* BEGIN Data to use *

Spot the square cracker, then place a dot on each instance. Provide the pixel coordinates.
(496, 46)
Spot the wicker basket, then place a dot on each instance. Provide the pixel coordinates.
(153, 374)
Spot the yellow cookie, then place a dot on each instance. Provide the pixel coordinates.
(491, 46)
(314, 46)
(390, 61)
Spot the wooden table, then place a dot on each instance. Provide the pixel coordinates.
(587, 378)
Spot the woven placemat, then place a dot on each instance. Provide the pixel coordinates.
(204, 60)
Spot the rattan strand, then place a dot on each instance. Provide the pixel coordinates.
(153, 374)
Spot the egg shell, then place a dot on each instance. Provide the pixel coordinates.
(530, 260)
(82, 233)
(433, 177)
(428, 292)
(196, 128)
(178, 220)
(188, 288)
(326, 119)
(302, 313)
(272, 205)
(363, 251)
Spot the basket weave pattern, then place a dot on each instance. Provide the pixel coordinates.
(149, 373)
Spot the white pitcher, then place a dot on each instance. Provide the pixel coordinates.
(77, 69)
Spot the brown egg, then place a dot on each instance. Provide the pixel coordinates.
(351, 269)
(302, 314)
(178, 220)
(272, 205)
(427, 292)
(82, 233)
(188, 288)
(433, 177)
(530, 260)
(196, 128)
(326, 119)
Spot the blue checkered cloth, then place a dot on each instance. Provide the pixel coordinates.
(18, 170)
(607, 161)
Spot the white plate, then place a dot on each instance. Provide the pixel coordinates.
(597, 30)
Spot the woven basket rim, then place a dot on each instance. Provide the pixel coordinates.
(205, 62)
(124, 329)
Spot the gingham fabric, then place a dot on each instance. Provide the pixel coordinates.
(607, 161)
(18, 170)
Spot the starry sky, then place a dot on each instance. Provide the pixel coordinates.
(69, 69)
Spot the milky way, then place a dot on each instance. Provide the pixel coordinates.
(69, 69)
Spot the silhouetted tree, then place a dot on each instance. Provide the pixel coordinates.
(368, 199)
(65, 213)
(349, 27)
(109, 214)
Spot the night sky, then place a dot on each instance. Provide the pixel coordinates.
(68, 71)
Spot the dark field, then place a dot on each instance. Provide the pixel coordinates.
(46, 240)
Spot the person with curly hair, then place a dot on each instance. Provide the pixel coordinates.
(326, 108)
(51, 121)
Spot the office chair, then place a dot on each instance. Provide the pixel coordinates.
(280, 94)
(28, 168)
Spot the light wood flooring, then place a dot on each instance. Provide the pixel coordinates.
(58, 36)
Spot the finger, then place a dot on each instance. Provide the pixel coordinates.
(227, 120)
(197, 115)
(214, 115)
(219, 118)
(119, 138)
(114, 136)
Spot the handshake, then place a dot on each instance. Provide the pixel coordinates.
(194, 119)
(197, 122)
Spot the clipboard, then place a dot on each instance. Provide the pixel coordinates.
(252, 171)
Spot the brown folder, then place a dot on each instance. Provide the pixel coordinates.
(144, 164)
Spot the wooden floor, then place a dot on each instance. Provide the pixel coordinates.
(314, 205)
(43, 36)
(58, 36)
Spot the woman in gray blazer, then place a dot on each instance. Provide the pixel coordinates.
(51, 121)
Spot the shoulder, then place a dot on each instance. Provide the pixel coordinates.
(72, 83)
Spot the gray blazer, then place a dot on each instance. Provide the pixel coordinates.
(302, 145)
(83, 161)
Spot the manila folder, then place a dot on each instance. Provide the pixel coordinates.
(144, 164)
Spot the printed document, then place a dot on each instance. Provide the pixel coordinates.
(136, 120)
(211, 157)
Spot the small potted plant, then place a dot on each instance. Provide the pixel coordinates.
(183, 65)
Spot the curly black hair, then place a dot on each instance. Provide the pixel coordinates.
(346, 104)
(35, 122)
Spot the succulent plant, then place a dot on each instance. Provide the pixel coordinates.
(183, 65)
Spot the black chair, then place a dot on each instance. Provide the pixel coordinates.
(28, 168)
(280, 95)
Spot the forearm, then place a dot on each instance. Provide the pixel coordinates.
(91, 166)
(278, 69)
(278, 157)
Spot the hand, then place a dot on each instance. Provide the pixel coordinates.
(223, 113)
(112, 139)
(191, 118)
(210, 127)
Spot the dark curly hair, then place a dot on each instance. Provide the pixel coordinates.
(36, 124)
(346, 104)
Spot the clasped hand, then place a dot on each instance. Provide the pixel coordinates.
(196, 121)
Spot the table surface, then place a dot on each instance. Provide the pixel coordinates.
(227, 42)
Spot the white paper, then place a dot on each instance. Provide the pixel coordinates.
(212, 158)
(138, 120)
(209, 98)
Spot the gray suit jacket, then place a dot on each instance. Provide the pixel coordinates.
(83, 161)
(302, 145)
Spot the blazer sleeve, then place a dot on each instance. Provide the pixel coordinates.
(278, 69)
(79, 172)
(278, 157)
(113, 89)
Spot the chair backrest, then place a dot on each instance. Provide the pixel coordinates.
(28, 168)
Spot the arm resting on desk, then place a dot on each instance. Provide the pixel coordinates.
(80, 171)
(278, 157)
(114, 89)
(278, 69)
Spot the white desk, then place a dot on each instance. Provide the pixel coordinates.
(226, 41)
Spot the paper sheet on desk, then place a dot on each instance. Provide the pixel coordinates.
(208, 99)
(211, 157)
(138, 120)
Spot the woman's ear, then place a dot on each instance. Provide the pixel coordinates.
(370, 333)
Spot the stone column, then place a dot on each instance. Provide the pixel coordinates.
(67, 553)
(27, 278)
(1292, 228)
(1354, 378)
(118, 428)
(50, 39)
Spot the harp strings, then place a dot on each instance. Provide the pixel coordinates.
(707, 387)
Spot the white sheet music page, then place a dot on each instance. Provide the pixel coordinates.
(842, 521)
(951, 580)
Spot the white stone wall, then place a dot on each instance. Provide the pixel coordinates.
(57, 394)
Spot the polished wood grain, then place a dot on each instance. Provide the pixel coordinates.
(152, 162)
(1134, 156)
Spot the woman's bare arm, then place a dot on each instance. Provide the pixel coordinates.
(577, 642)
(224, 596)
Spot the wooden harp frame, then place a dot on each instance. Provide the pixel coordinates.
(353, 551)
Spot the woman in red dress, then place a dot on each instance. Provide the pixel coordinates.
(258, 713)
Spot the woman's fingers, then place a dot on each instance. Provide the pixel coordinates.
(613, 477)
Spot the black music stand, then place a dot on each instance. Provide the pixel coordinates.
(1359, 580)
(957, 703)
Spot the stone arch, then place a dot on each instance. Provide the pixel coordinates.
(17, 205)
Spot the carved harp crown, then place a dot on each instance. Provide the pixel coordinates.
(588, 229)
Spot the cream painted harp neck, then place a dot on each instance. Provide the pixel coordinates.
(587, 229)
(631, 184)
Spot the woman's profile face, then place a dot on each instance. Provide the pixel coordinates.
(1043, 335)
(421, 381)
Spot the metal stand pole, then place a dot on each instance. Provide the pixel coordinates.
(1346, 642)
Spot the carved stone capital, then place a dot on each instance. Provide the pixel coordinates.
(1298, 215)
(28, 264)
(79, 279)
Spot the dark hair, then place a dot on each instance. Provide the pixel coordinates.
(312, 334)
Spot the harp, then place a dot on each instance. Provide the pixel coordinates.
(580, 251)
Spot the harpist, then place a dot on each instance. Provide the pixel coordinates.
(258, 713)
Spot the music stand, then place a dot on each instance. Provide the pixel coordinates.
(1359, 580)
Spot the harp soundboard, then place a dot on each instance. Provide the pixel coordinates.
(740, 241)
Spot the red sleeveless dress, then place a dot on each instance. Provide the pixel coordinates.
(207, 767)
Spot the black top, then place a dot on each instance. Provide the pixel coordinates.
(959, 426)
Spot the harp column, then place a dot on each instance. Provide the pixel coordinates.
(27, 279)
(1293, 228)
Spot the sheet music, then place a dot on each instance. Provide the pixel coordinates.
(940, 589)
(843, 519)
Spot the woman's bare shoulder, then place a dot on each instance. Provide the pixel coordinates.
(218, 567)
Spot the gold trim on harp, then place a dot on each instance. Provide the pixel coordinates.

* END Data to use *

_Exercise details_
Lines from the one containing "Spot the woman's fingers, then" through the final line are to be given again verbatim, with nothing before or after.

_Result_
Spot the woman's fingers, then place a dot on each instance. Provide the pixel coordinates.
(613, 477)
Spot the black music stand, then place a dot on each instance. Provide the pixel coordinates.
(1359, 580)
(957, 703)
Spot the stone arch, then place a dot on each instance. Provide the pixel coordinates.
(17, 205)
Spot the carved harp crown, then place a dot on each instance. Provide the pixel coordinates.
(588, 229)
Spot the cream painted harp neck, then place a dot on each instance. Provide the pixel coordinates.
(587, 229)
(631, 184)
Spot the woman's profile face, then place a dot on each instance. Provide the pixel coordinates.
(1043, 335)
(421, 381)
Spot the metal stand pole, then place a dot on each instance. Provide the pixel coordinates.
(1346, 642)
Spot the carved stone capital, then place a dot on each instance. Provide the pixel coordinates.
(1298, 215)
(28, 264)
(79, 279)
Spot the dark hair, then place a dot on each instance. Provide the pixel coordinates.
(312, 334)
Spot the harp, then place a dot on each instance. Provide the pixel coordinates.
(580, 251)
Spot the harpist, then place a dot on each instance. Provide the pixel coordinates.
(258, 713)
Spot the music stand, then place a dot on each instance. Provide the pixel coordinates.
(1359, 580)
Spot the harp soundboard, then place a dot on each instance. Provide the pixel coordinates.
(740, 241)
Spot the red sleeveless dress, then place a dot on each instance. Provide the pixel coordinates.
(207, 767)
Spot the black top, then place a dot on each instance. Provide the pixel coordinates.
(959, 426)
Spot the harp column, then place a dot on each instance. Provide the pixel coordinates.
(27, 279)
(1293, 228)
Spot the sheet music, then place a dot on each instance. Provide the pixel coordinates.
(940, 589)
(843, 519)
Spot the woman's bare shoulder, then place a dot on each instance. Provide the pixel coordinates.
(218, 567)
Spot the gold trim on harp, then place a dot on each instance. Provide the pixel coordinates.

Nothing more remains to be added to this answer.